* AVAILABLE DATA
^^^^^^^^

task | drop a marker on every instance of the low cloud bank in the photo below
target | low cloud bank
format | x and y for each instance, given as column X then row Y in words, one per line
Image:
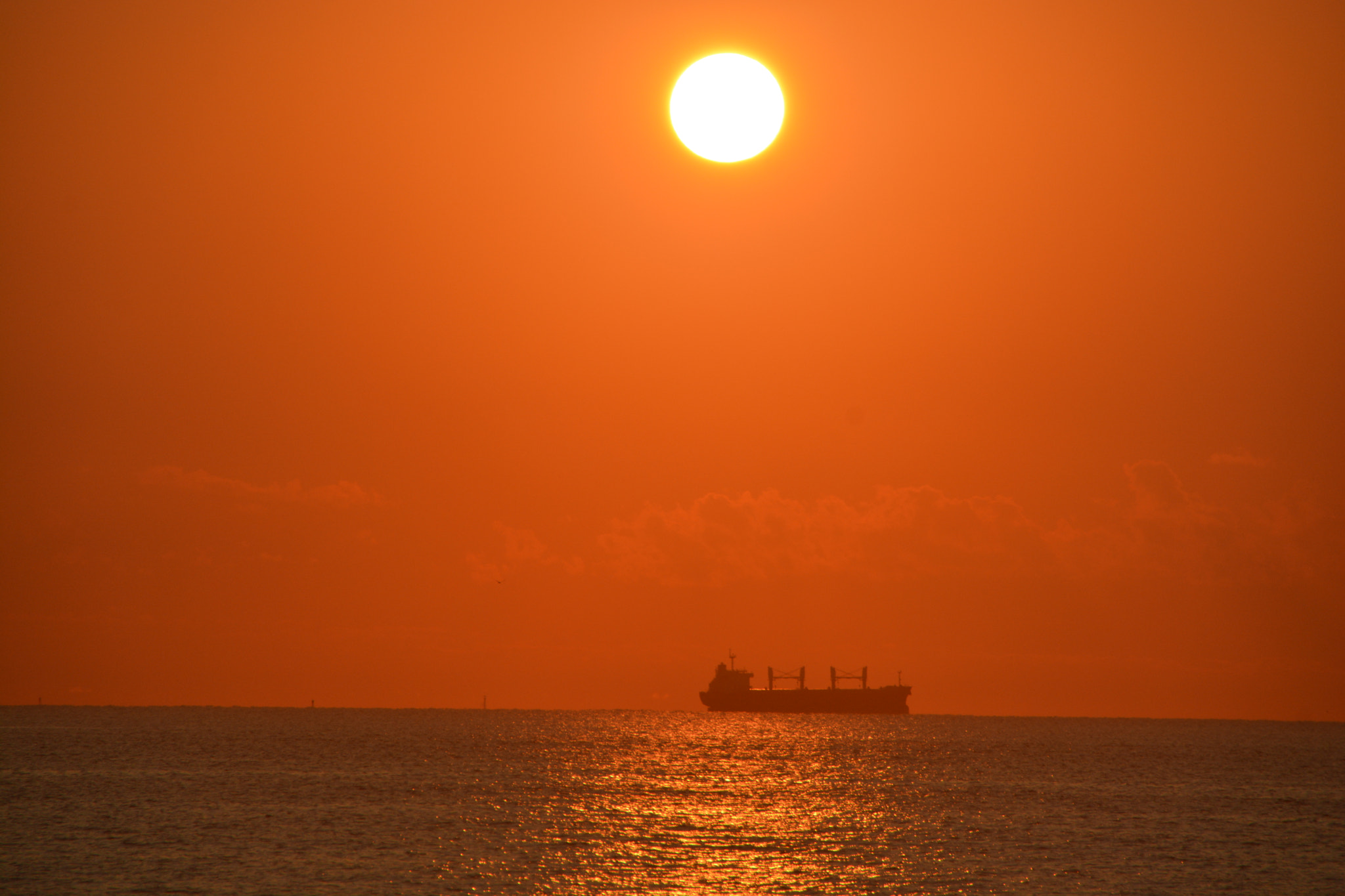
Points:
column 919, row 531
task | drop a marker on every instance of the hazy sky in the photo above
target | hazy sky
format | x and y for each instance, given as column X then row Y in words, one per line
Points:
column 399, row 354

^^^^^^^^

* SET PROBLEM
Omit the pictures and reproduce the listing exactly.

* TASK ANSWER
task | drop a marker on every instance of the low cloud bank in the photo below
target | low cloud bank
format | x and y for each instance, given as column X then row Y in words, one per line
Image:
Points:
column 919, row 531
task | drop a marker on every instance of the hazy sky in the photo above
target | hazy sky
format | x and y for each instance, given as column X then row Y in words, one per line
Points:
column 399, row 354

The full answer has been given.